Phrase grounding data:
☆ ☆ ☆
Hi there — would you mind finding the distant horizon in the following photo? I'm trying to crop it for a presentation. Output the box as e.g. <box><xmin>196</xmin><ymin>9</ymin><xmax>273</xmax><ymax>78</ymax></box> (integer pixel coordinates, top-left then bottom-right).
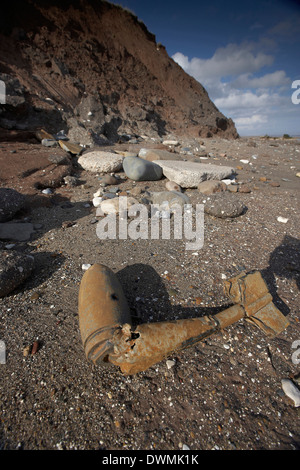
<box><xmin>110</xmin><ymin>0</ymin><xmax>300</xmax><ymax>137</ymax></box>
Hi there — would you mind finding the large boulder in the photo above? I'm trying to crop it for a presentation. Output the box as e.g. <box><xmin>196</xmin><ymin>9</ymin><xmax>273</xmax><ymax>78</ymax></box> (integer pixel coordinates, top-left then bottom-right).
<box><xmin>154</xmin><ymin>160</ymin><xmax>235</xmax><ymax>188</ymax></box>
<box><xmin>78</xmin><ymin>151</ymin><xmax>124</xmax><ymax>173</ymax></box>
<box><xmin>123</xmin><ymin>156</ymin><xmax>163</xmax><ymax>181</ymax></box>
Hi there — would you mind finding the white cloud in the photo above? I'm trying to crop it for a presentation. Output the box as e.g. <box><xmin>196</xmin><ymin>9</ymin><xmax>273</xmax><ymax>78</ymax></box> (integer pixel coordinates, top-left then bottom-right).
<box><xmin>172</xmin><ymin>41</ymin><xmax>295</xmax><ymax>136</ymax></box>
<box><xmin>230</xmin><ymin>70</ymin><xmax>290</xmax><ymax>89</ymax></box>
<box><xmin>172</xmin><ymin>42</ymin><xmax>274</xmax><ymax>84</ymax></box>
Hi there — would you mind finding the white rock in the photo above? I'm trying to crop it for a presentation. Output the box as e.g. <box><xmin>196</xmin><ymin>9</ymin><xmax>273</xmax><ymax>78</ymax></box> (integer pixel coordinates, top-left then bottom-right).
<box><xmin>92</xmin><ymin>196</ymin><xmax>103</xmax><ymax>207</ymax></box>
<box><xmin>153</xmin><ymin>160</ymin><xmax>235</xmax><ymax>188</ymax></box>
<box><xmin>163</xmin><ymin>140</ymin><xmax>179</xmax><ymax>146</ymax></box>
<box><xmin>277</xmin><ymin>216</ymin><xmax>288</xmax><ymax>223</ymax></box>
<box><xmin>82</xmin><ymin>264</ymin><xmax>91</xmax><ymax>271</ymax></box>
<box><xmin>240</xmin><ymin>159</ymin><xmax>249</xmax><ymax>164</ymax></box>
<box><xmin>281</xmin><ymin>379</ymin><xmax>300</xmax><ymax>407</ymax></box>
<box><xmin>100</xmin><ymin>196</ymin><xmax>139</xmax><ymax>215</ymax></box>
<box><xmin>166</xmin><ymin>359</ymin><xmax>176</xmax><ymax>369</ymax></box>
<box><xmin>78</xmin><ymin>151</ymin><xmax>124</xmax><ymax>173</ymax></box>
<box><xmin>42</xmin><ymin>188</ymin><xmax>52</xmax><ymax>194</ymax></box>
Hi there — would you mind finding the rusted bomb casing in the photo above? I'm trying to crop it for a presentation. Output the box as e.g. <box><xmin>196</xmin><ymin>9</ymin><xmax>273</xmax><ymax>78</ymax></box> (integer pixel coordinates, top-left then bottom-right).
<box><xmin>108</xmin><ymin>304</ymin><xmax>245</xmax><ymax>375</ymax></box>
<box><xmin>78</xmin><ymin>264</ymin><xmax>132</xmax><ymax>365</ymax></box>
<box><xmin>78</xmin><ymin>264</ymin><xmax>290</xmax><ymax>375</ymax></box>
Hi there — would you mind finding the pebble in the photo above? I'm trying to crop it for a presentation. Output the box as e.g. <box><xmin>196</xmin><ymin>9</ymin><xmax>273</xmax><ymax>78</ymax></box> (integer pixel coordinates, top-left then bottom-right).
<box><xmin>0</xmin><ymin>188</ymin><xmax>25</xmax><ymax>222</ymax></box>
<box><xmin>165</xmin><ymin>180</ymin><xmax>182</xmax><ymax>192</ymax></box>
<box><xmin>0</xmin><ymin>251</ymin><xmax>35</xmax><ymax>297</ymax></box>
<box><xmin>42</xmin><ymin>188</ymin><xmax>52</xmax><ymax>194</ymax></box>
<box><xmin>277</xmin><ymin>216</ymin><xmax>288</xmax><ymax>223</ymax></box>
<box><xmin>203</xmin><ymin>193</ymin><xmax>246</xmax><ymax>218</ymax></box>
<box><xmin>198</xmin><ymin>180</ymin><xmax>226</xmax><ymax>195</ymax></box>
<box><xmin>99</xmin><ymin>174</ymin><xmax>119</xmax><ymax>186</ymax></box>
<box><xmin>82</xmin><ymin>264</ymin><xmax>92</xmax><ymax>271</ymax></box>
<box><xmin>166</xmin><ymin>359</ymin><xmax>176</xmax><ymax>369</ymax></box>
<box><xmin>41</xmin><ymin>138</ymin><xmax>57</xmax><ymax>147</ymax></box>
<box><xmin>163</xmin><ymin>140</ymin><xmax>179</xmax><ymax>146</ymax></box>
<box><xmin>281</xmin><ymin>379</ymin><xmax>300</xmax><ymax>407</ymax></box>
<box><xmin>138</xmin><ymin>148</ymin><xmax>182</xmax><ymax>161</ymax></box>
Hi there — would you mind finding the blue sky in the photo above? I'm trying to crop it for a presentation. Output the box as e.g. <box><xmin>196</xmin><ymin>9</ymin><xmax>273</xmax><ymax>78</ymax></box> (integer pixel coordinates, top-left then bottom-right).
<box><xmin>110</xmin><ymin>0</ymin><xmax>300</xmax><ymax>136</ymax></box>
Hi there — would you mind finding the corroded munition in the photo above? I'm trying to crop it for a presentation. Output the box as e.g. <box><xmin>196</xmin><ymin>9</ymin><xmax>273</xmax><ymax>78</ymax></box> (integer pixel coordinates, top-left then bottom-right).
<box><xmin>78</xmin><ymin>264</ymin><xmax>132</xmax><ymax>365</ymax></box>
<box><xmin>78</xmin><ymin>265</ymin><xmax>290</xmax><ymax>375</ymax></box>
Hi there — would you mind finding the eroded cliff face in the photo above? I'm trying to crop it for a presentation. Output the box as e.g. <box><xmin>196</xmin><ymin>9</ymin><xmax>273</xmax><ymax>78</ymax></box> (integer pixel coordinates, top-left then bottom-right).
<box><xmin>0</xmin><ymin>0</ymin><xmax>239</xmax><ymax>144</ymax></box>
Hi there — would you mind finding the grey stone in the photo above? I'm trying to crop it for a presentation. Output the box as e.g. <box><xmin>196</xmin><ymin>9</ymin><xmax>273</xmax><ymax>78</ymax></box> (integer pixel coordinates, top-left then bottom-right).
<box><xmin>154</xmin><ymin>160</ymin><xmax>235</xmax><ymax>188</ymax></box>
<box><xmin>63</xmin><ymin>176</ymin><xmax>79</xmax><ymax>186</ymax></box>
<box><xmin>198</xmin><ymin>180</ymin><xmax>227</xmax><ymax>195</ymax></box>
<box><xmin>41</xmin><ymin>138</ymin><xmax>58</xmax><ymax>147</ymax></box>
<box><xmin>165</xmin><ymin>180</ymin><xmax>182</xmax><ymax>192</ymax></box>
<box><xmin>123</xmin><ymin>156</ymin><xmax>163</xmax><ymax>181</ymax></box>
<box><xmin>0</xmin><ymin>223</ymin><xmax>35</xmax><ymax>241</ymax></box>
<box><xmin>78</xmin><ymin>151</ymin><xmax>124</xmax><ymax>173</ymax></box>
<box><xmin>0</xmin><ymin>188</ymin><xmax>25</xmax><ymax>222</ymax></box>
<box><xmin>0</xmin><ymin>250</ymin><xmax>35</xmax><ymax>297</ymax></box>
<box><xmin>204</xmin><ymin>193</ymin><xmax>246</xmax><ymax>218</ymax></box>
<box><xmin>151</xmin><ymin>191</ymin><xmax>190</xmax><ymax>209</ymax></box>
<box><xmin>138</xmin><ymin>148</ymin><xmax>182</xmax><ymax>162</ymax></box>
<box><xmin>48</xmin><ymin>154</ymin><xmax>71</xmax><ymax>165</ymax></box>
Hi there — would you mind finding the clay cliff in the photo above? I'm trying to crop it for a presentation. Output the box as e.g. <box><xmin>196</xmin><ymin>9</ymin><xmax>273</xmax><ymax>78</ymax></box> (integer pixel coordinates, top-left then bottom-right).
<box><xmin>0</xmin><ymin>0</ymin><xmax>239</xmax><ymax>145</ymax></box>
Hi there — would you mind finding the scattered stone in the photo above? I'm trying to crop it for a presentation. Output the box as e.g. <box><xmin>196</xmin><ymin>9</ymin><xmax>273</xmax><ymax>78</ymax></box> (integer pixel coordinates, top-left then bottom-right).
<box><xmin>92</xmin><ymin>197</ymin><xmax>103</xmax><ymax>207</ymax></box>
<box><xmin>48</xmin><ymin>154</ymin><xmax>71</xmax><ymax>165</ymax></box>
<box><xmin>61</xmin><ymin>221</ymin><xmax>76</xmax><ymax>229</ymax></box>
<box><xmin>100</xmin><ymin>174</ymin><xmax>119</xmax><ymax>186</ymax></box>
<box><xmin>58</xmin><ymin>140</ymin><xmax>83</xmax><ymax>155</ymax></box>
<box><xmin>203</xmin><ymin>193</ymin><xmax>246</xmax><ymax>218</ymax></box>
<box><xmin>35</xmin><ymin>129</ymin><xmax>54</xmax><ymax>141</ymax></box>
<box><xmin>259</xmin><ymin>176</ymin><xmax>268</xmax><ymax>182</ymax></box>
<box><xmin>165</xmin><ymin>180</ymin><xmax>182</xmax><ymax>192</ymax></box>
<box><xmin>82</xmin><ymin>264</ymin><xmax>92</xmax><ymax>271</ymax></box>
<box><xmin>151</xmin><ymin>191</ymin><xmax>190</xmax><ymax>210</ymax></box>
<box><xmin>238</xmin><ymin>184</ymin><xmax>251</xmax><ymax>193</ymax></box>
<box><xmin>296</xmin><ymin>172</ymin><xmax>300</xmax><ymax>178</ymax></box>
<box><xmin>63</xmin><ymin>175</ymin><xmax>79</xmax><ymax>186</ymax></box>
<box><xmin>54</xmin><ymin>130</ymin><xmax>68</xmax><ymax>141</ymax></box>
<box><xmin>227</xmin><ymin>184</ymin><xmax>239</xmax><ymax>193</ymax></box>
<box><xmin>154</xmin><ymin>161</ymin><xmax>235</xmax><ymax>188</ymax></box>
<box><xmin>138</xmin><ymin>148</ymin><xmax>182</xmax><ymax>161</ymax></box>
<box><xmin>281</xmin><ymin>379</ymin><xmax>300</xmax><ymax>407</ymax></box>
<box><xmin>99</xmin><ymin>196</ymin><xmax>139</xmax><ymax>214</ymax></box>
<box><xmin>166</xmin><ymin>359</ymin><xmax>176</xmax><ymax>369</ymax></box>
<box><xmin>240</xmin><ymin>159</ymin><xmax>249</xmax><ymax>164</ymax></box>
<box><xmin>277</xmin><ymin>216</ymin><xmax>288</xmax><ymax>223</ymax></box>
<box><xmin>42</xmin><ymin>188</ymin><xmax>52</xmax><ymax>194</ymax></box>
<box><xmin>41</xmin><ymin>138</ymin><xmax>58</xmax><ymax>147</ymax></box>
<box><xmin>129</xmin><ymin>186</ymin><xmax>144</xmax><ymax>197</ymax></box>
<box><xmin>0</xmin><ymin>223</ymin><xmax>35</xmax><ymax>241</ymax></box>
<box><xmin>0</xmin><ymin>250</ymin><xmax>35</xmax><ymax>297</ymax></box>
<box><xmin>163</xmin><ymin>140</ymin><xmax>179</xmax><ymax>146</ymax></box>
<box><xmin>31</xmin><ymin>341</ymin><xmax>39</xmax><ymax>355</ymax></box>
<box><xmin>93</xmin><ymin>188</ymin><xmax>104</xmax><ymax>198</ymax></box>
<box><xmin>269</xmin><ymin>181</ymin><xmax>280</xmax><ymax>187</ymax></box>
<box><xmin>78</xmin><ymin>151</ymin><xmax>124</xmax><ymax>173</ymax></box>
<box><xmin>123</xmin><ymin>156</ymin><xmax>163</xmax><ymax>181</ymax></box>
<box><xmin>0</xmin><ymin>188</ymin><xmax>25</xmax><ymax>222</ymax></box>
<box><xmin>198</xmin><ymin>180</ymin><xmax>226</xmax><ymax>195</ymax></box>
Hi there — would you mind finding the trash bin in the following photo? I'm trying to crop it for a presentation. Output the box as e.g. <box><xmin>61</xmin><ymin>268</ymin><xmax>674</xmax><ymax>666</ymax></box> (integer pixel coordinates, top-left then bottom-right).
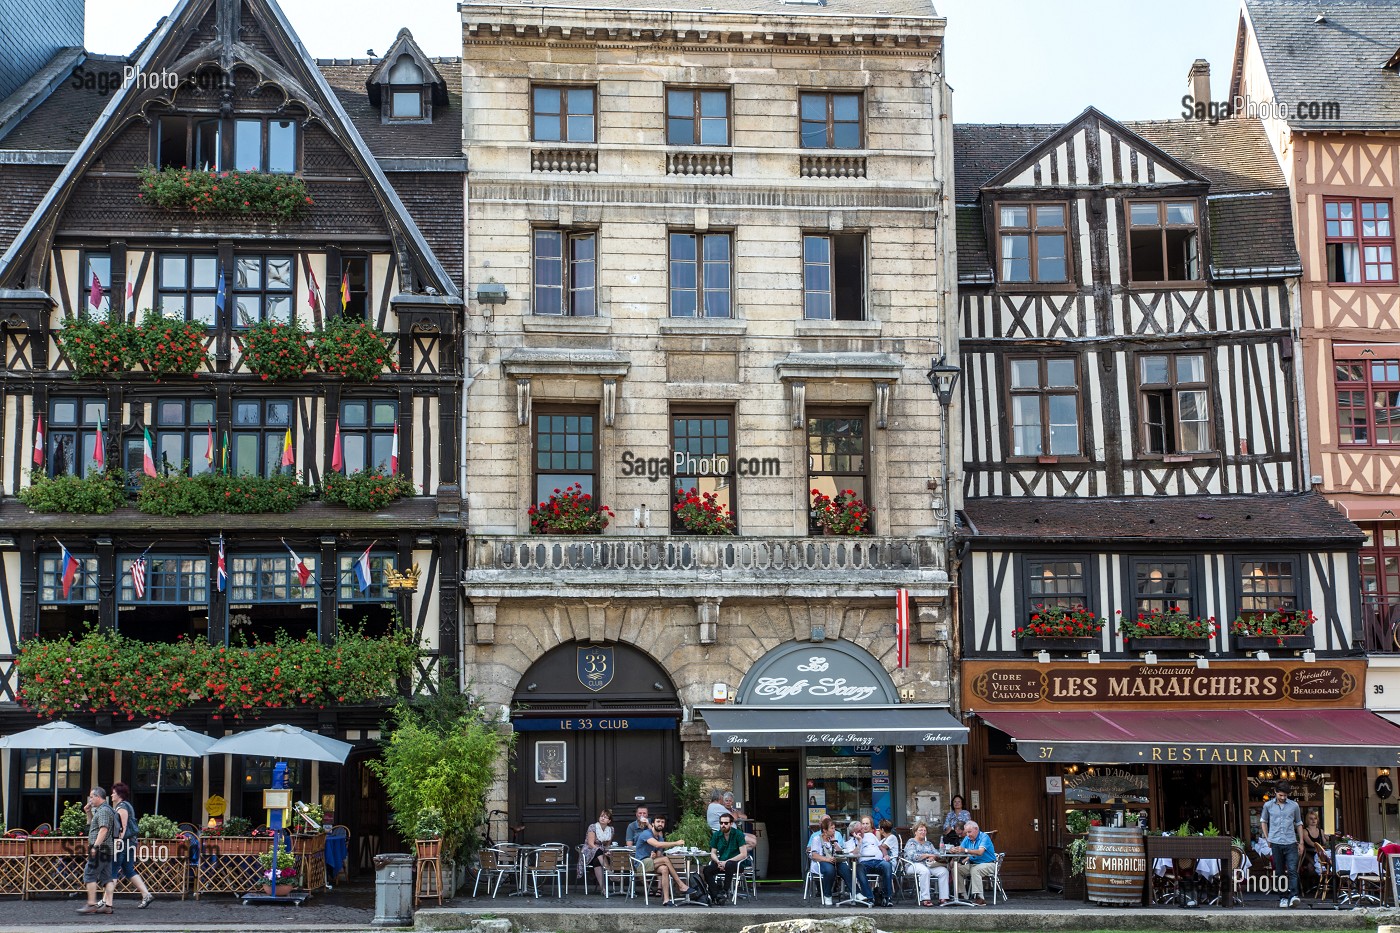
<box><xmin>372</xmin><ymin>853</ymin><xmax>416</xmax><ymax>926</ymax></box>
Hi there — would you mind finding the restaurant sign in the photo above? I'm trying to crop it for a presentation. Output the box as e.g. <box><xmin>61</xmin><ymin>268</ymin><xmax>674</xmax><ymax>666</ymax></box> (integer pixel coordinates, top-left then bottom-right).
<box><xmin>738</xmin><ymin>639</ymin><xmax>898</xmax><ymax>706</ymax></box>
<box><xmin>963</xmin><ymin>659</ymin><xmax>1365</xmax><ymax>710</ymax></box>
☆ ☆ ☆
What the exercise asks ::
Starting from the line that contains "Hi there — would you mind finding the restaurant", give again every line to the last line of the data, exactly. Include nothing else.

Final answer ::
Hi there — would you mind finding the restaurant sign in the photo above? I'm trying to crop it for a presentation. Output the box as e.g. <box><xmin>61</xmin><ymin>268</ymin><xmax>674</xmax><ymax>666</ymax></box> (integer pixel coordinates, top-left then bottom-right).
<box><xmin>738</xmin><ymin>639</ymin><xmax>898</xmax><ymax>706</ymax></box>
<box><xmin>963</xmin><ymin>659</ymin><xmax>1365</xmax><ymax>710</ymax></box>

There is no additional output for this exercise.